**** Text block ****
Olfactory hallucinations have to do with smelling things that aren’t there. I frequently smell things my husband can’t smell and if it is a chemical smell I will develop some paranoia about it. I may even think I have accidently eaten it and that I am dying.
Some people go in and out of psychosis. When I am psychotic, I am not at all like the person who is typing this right now. Psychosis is totally different. For me, psychosis eventually brings terror, delusions, voices, suicidal tendencies, and distorted reality. For example, the person I love most in this world, and who is my inspiration, and who I honestly believe is the best person I have ever met, is not someone I know or love when I am psychotic. That should show you the huge difference from what I experience almost every day and what I experience when I am psychotic.
Although I am nothing like my baseline self when I am psychotic, still psychosis is not a Dr. Jekyll and Mr. Hyde scenario. It is not multiple personality disorder. Over time, if unchecked, for me, it is more like a very creepy (terrifying) circus that has gone terribly wrong and that I am trapped in and can’t get out of. Although I don’t experience episodes of psychosis much anymore, I live in constant fear of becoming psychotic. For me, it is the worst part of schizophrenia. It is always a real possibility that I will die during an episode of psychosis.
****
Problem to work on: Reproduce the passage on psychosis word for word, starting at "Some people go" and stopping after "experience when I am psychotic.". Rely only on the passage on psychosis above.
**** Information ****
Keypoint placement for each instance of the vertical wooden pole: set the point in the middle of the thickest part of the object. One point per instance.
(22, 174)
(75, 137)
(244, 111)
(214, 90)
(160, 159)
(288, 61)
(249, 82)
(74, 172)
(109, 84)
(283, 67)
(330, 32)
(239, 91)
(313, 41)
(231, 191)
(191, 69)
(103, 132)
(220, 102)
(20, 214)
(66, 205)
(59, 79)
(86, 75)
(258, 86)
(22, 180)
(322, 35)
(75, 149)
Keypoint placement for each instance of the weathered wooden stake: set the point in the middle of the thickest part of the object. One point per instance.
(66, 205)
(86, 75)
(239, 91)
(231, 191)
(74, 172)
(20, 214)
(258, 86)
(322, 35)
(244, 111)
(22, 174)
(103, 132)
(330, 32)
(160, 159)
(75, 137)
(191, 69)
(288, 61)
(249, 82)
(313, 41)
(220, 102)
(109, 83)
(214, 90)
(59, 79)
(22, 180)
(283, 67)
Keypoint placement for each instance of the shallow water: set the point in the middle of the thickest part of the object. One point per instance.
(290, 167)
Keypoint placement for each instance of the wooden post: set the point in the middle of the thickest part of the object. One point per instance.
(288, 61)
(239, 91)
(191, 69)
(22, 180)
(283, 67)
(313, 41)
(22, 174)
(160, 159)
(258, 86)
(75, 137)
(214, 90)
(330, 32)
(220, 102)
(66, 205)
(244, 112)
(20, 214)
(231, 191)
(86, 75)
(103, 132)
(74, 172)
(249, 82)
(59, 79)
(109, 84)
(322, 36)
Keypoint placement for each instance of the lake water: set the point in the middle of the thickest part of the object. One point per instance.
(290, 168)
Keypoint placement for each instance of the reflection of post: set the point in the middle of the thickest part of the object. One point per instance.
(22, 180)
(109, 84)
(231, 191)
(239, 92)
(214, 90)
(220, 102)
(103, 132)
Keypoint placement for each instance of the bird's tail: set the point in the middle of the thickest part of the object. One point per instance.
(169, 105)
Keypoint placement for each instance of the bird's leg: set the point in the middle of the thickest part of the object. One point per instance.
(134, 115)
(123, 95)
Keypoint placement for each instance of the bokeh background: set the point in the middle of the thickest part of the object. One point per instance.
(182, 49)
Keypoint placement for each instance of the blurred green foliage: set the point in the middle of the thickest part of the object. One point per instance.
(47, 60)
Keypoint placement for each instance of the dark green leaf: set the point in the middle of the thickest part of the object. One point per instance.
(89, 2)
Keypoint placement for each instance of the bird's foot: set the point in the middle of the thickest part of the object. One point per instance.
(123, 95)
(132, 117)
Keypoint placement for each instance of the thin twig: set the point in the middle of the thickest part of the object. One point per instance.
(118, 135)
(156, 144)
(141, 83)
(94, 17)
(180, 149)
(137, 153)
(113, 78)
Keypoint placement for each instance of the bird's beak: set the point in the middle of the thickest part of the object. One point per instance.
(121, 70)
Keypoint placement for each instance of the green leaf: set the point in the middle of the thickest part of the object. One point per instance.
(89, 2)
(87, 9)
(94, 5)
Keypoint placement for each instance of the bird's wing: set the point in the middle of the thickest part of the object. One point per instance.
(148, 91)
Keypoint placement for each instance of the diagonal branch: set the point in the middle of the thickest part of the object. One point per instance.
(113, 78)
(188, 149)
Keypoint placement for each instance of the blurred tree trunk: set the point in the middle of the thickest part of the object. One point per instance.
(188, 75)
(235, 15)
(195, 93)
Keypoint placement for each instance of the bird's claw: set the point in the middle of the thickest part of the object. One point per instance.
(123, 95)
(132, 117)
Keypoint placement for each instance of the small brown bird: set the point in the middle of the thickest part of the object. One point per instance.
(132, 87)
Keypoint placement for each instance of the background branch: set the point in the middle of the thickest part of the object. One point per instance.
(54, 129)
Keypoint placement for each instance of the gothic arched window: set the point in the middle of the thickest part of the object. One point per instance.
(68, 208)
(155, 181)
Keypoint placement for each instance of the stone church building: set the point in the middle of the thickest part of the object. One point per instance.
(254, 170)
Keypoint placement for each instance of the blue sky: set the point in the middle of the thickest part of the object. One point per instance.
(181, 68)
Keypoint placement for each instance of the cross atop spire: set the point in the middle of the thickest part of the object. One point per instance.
****
Response area:
Some people go in and out of psychosis. When I am psychotic, I am not at all like the person who is typing this right now. Psychosis is totally different. For me, psychosis eventually brings terror, delusions, voices, suicidal tendencies, and distorted reality. For example, the person I love most in this world, and who is my inspiration, and who I honestly believe is the best person I have ever met, is not someone I know or love when I am psychotic. That should show you the huge difference from what I experience almost every day and what I experience when I am psychotic.